- **EXERCISE INSTRUCTIONS**
A) Extract everything from "Yet the announcement" down to "for Best Director." in the article on the Oscar nominations, and copy it word for word.
B) Decide whether each statement below agrees with the article on the Oscar nominations. Answer yes or no for each, and quote the words from the article that settle it. (i) Christopher Nolan was nominated for Best Director. (ii) John Hawkes was nominated for Best Actor in a Supporting Role. (iii) Toy Story 3 received a nomination for Best Adapted Screenplay.
C) Proceed with the article on the Oscar nominations, writing on from its final sentence in the same tone.

- **EXERCISE PASSAGE**
──────────────────────────────

Out of all the award shows in existence, the Oscars is probably the most anticipated.
Yet the announcement of the 83rd annual Academy Award nominations last week came about just as critics predicted, with only a few, not very notable exceptions.
Winter’s Bone filled what some saw as the wild card slot in the 10-film Best Picture category. In addition, the indie film’s John Hawkes got an unexpected nod for Best Actor in a Supporting Role.
Javier Bardem snagged a spot in the Lead Actor category for his role in Biutiful, beating out Blue Valentine’s much praised Ryan Gosling.
And while Christopher Nolan’s dream-within-a-dream psychological thriller Inception was nominated for Best Picture and Best Original Screenplay, Nolan himself was snubbed for Best Director.
Overall, this awards season has been predictable. If all goes according to plan, Natalie Portman will take home Best Actress for Black Swan, Colin Firth will win Best Actor for The King’s Speech and The Fighter’s Christian Bale and Melissa Leo will take the Supporting Actor and Actress categories.
With its Best Picture and Best Adapted Screenplay nominations, Toy Story 3 has little chance of losing Best Animated Feature.

──────────────────────────────

- **RECORDED DATA**

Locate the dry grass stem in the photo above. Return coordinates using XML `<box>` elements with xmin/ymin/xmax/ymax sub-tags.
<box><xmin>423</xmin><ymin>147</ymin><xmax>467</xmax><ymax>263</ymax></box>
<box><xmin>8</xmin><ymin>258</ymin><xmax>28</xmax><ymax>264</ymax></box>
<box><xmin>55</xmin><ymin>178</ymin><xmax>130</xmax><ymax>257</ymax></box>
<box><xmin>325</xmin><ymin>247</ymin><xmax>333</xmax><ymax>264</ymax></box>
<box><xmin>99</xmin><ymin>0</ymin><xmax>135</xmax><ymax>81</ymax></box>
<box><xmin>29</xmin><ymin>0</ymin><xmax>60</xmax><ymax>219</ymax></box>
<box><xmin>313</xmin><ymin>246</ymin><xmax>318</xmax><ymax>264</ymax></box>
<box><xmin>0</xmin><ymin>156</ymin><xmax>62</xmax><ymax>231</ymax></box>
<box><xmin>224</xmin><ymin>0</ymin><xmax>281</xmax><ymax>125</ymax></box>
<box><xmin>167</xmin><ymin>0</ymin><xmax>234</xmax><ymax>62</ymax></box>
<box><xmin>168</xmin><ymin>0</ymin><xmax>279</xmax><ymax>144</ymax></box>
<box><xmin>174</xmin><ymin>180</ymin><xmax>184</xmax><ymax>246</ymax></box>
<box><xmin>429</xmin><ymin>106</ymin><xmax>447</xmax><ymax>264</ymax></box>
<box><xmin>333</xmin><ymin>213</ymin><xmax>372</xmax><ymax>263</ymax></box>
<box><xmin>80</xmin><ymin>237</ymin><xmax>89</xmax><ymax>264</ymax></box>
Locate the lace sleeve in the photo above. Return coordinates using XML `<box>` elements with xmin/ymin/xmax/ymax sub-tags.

──────────────────────────────

- **WRITTEN ANSWERS**
A)
Yet the announcement of the 83rd annual Academy Award nominations last week came about just as critics predicted, with only a few, not very notable exceptions.
Winter’s Bone filled what some saw as the wild card slot in the 10-film Best Picture category. In addition, the indie film’s John Hawkes got an unexpected nod for Best Actor in a Supporting Role.
Javier Bardem snagged a spot in the Lead Actor category for his role in Biutiful, beating out Blue Valentine’s much praised Ryan Gosling.
And while Christopher Nolan’s dream-within-a-dream psychological thriller Inception was nominated for Best Picture and Best Original Screenplay, Nolan himself was snubbed for Best Director.

B)
(i) No: "Nolan himself was snubbed for Best Director."
(ii) Yes: "the indie film’s John Hawkes got an unexpected nod for Best Actor in a Supporting Role."
(iii) Yes: "With its Best Picture and Best Adapted Screenplay nominations"

C)
The King’s Speech could pull out ahead, considering its recent slew of wins including the recent Screen Actors Guild Awards.
The real drama on Oscar night will be the battle between The King’s Speech and The Social Network, which has officially kicked into high gear during the last week and a half.
Starting with an unexpected win at the Producers Guild Awards Jan. 22nd, The King’s Speech has won the highest honor from each of the various guilds, including an upset win for director Tom Hooper at the Directors Guild Awards and Outstanding Cast at Sunday’s SAG Awards.
With 12 nominations, it received the most Oscar nods of any film this year, while The Social Network tied with Inception for third at eight nominations each. The King’s Speech is starting to look unbeatable.
But wait a minute. Wasn’t The Social Network the infallible film of the year?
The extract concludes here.